Le musée d’Art et d’Histoire du judaïsme montre 300 œuvres de ce membre de l’agence Magnum, qui a sillonné le monde en se posant, sans cesse, la question de ses propres origines.
Le photographe Patrick Zackmann intégrait, à l’âge de 30 ans, en 1985, la prestigieuse agence Magnum. Le musée d’Art et d’Histoire du judaïsme (Mahj) lui consacre ces temps-ci, sous le titre « Voyages de mémoire », une exposition qui ne compte pas moins de 300 œuvres, des années 1970 à 2015, dont de nombreux clichés inédits et un film de 31 minutes, intitulé la Mémoire de mon père (1998).
On doit à Patrick Zackmann maints reportages hors de France. En 1990, pour la libération de Nelson Mandela, il est en Afrique du Sud, où il assiste, non sans effroi, à une manifestation de tenants de l’Apartheid défilant avec chemises brunes et croix gammées. Neuf ans plus tard, le voici au Chili, en quête de traces des camps de prisonniers politiques organisés, dans le désert d’Atacama, par le dictateur Pinochet. « Je découvre, dit-il, un pays dont l’amnésie me stupéfie mais m’attire, d’autant plus que je sens qu’il renvoie, confusément, à mes démêlés avec la mémoire ».
Des portraits de survivants et des images d’ossuaires
En 2000, c’est du Rwanda qu’il rapporte, six ans après le génocide des Tutsis, des portraits de survivants et des images d’ossuaires, qui témoignent de l’ampleur du crime de masse. La même année, il se rend à Auschwitz-Birkenau, où ses grands-parents paternels furent assassinés. Dans les années 2010, il retourne en Pologne et se rend en Ukraine, d’où il ramène des images de pèlerinages de juifs orthodoxes sur les tombes des fondateurs du hassidisme.
Enfin, en quête des origines de sa famille maternelle (sa mère, née au Maroc, avait grandi en Algérie), il sillonne l’Est marocain et l’Oranie, dans le dessein de découvrir des signes de pistes révélateurs de la très longue histoire du judaïsme d’Afrique du Nord, qui relève quasiment, de nos jours, d’un « monde disparu », tout comme celui de sa famille paternelle, d’origine polonaise. De ce qu’il nomme « le voyage à l’envers », il tire un film, Mare Mater (2013), dans lequel, affirme-t-il, « je confronte ma propre histoire familiale à celle des migrants d’aujourd’hui ».
De l’aveu même de Patrick Zachmann, son travail, depuis le début, participe de la recherche de sa propre identité. Il s’est donc posé la question, essentielle à ses yeux :
Est-on juif, quand on ignore sa religion et sa culture ?
C’est pourquoi, vingt ans durant, des années 1970 aux années 1990, il a effectué, appareil photo en main, une « enquête » assidue sur les Juifs de France. Elle l’a mené de Paris à Marseille, de la rue des Rosiers aux Buttes-Chaumont, des plus orthodoxes aux plus laïques, de la communauté loubavitch aux grossistes du Sentier, des derniers typographes communistes du quotidien en yiddish Naye Pres, jusqu’aux juifs « les plus invisibles ». Cette investigation visuelle inlassable, d’historien de l’immédiat, de sociologue, voire d’anthropologue, coïncidait avec les attentats antisémites qui eurent lieu dans notre pays, pour la première fois depuis la Seconde Guerre mondiale.

• **Tâches à réaliser**:
a: Reformulez sous forme de liste le paragraphe de l'article qui commence par « En 2000, c'est du Rwanda », sans perdre ses faits principaux.
b: D'après l'article, répondez à ces trois questions :
(i) En quelle année le photographe est-il entré à l'agence Magnum ?
(ii) Dans quel désert se trouvaient les camps de prisonniers politiques dont il a cherché les traces au Chili ?
(iii) Quel est le titre du film de 2013 qu'il a tiré du « voyage à l'envers » ?
Les items n'ont aucun rôle dans ce travail.

Données collectées:
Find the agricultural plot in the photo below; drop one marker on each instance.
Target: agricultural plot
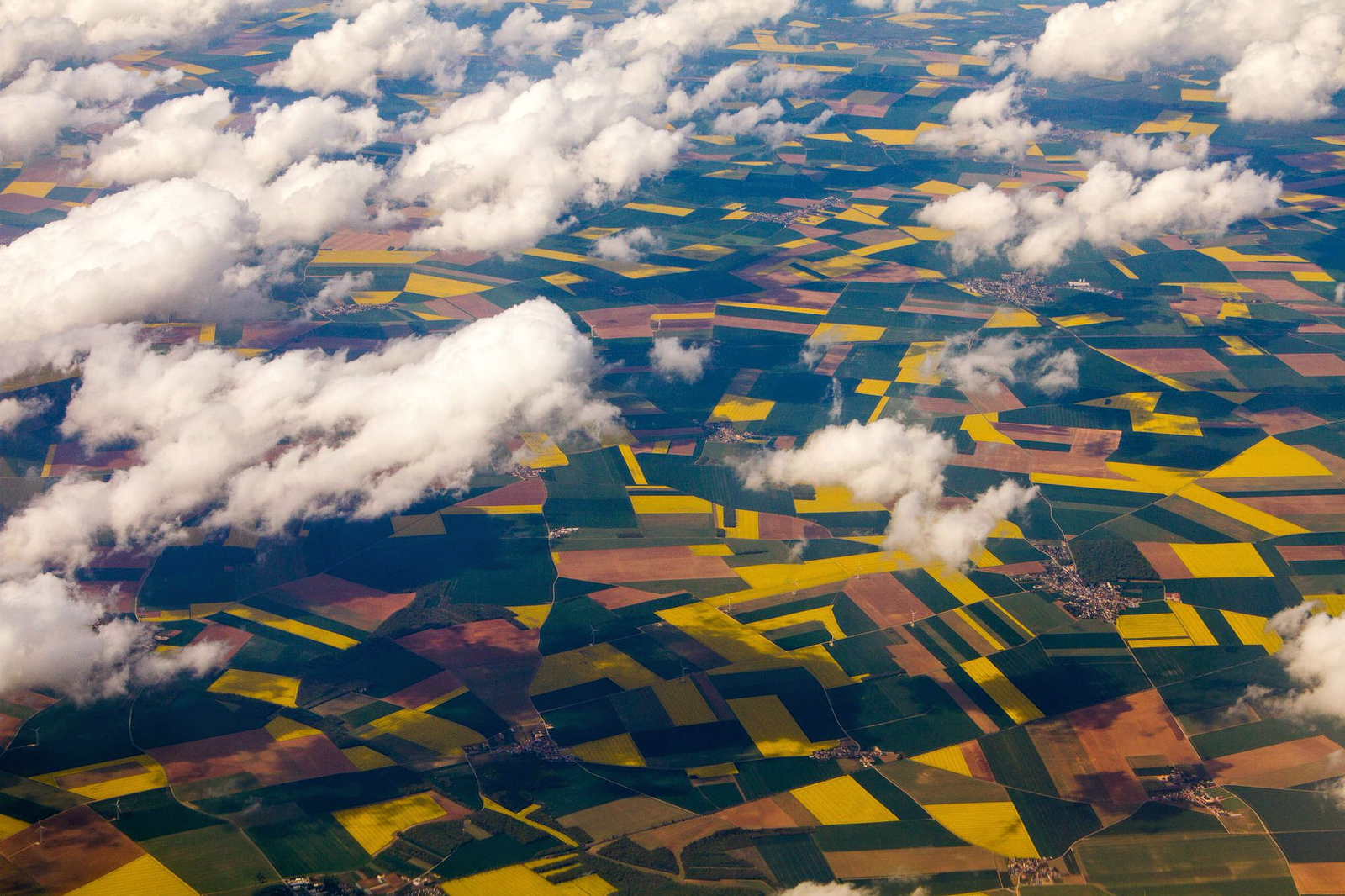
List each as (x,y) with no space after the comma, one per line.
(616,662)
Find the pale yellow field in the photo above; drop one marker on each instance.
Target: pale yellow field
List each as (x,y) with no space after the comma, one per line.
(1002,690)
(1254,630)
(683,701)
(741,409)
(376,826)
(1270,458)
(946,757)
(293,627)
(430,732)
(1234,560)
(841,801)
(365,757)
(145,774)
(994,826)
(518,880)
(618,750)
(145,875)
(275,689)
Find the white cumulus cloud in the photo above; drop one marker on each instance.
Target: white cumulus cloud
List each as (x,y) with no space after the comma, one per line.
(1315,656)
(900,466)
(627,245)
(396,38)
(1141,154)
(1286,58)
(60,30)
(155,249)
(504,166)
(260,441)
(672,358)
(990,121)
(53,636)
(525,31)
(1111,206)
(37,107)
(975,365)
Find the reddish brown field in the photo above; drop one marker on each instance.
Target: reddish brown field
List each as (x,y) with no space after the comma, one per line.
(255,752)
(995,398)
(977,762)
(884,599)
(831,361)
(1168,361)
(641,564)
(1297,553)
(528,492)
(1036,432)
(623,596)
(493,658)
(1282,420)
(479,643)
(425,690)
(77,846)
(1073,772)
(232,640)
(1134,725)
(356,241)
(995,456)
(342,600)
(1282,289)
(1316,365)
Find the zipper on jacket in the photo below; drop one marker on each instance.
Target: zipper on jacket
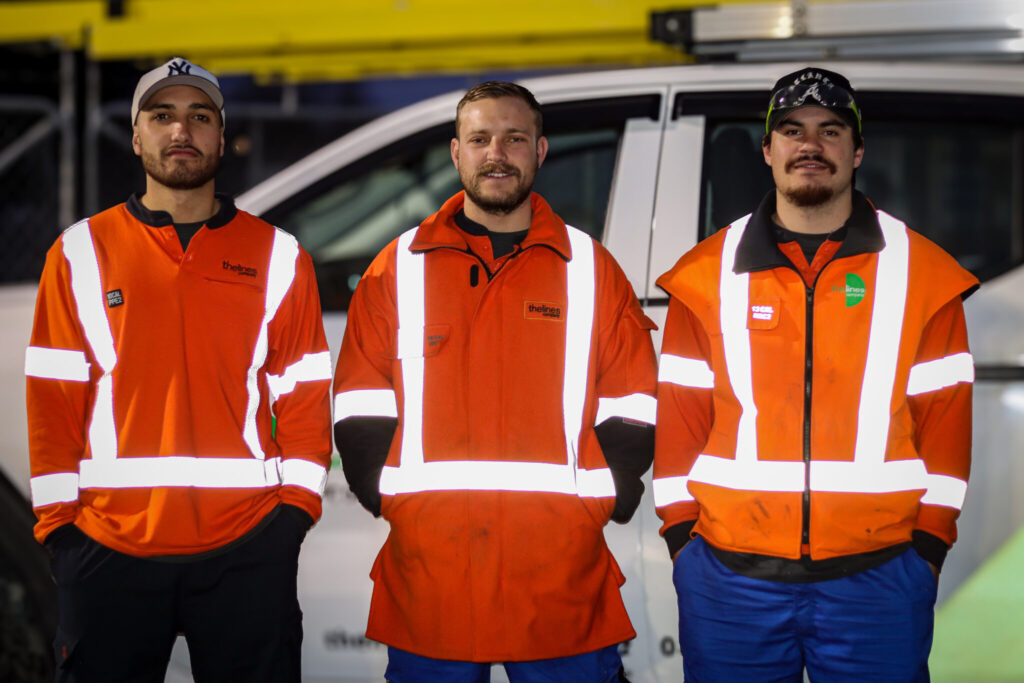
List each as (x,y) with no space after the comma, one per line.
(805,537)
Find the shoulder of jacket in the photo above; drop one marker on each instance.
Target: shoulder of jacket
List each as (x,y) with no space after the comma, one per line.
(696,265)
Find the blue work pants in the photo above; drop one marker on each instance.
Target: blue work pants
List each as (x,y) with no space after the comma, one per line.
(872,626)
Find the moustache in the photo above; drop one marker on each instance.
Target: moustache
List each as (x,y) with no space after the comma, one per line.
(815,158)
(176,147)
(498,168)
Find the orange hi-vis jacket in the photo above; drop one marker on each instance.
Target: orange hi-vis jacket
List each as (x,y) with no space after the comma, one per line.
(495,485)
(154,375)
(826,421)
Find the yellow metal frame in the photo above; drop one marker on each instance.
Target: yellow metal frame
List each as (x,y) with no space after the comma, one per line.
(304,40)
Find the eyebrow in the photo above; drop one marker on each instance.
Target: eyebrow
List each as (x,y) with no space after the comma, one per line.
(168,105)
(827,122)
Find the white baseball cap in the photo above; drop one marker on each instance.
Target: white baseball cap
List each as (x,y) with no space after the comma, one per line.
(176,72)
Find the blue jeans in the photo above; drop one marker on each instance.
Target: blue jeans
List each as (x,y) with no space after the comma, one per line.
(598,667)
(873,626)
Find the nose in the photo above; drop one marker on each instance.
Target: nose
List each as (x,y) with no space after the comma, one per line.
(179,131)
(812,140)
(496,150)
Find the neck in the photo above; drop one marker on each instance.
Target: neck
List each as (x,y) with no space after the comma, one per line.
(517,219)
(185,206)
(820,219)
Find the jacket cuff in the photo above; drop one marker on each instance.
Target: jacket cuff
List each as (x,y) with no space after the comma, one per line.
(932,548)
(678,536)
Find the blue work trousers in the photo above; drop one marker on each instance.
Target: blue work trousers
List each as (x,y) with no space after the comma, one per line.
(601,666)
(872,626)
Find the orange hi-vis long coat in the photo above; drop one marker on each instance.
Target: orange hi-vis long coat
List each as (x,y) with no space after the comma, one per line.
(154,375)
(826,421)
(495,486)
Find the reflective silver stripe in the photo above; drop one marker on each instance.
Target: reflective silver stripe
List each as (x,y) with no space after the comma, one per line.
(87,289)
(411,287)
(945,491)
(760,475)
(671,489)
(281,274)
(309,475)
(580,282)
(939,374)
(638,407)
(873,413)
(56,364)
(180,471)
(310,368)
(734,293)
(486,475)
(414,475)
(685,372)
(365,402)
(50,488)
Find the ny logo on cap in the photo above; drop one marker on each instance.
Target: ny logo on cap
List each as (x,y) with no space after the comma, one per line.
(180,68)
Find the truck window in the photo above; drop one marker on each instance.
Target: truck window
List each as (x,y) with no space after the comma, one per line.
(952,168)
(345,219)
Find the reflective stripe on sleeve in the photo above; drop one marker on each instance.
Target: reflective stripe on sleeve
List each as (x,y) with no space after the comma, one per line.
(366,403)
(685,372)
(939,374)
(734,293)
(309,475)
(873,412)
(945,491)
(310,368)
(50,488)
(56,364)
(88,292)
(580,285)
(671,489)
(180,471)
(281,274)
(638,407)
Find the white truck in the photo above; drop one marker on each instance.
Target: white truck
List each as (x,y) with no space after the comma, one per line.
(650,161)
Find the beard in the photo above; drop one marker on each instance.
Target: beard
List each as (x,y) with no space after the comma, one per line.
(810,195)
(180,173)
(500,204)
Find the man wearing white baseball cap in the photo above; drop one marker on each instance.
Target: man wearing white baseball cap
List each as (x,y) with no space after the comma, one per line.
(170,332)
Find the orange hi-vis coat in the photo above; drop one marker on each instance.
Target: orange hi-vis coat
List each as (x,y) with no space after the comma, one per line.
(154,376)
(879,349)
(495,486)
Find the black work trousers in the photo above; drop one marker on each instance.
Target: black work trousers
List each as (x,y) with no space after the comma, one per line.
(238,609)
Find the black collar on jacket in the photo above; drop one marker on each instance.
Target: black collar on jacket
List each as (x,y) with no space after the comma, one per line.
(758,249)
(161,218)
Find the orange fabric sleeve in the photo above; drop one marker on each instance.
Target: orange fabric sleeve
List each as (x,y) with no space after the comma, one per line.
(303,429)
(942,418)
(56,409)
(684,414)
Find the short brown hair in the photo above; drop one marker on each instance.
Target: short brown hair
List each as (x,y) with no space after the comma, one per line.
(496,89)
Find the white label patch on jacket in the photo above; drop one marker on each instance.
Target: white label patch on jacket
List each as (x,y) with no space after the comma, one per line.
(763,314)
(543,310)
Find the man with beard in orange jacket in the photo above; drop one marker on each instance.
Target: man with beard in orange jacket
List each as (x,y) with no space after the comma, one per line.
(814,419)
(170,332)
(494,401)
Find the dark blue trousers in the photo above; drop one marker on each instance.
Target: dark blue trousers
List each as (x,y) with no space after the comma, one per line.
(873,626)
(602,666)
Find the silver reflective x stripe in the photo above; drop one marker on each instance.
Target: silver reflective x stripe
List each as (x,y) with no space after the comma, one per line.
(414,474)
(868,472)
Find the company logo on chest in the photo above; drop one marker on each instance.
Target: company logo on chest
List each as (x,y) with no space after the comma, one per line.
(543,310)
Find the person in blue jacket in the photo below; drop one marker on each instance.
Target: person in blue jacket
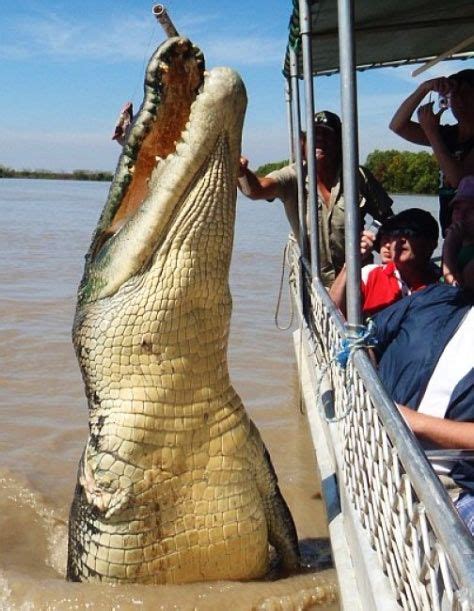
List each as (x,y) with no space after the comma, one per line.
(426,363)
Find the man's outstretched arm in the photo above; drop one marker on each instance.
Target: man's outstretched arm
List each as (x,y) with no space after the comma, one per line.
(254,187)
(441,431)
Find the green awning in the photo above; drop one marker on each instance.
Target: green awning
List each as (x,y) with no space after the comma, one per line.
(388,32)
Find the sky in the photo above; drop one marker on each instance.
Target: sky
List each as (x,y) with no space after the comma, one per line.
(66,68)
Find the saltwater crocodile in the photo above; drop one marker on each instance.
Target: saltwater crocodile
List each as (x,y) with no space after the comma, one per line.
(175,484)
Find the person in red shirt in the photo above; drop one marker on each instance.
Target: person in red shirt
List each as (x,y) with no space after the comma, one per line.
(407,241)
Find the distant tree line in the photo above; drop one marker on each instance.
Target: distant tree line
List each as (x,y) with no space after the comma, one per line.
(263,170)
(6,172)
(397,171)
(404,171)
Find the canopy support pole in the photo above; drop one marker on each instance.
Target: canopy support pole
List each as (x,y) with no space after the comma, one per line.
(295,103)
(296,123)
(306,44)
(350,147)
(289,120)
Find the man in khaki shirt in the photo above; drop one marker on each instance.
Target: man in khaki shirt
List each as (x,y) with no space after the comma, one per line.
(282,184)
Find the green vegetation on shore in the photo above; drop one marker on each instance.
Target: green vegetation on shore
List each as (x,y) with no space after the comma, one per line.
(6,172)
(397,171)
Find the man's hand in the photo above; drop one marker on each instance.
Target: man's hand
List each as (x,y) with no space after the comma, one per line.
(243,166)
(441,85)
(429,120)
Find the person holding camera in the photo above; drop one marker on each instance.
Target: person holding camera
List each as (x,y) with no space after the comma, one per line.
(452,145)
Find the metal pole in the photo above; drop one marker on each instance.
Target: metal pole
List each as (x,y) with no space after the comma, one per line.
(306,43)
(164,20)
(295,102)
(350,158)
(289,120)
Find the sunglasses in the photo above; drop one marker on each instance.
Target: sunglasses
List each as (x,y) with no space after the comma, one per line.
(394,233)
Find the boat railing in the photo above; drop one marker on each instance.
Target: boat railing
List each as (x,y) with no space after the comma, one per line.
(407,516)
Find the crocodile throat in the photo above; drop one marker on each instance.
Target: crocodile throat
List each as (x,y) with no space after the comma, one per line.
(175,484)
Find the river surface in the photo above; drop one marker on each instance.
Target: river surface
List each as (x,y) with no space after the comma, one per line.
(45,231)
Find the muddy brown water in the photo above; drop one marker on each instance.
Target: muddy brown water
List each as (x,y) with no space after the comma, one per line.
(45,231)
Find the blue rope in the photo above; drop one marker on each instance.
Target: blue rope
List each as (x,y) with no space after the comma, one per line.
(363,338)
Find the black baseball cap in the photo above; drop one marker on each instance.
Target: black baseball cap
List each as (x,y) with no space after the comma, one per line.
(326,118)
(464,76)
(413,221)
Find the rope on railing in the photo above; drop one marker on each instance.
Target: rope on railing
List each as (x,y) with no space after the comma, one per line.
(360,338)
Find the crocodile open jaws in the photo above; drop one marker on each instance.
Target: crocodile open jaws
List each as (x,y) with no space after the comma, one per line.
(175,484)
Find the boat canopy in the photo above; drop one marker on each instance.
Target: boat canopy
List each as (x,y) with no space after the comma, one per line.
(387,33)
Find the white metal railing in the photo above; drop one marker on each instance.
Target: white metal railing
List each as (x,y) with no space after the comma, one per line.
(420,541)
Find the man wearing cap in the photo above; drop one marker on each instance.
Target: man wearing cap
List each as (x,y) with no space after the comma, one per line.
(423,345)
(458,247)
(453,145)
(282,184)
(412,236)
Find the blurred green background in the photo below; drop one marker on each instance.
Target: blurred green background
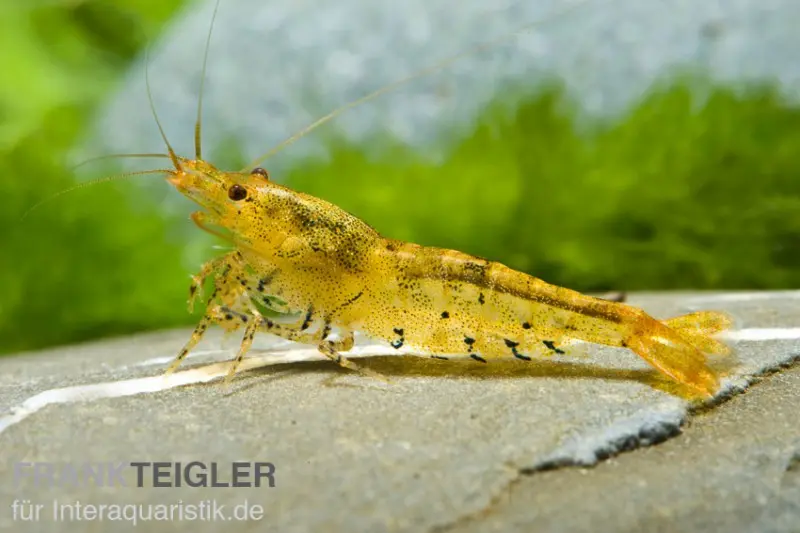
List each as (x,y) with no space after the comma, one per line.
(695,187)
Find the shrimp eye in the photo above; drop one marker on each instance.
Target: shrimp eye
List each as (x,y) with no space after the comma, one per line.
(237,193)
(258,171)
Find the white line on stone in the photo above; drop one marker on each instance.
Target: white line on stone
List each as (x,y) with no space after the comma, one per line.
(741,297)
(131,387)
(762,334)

• **Solutions complètes**:
a:
- En 2000, au Rwanda, six ans après le génocide des Tutsis, le photographe réalise des portraits de survivants et des images d'ossuaires qui témoignent de l'ampleur du crime de masse.
- La même année, il se rend à Auschwitz-Birkenau, où ses grands-parents paternels furent assassinés.
- Dans les années 2010, il retourne en Pologne et va en Ukraine, d'où il rapporte des images de pèlerinages de juifs orthodoxes sur les tombes des fondateurs du hassidisme.

b:
(i) En 1985.
(ii) Dans le désert d'Atacama.
(iii) Mare Mater.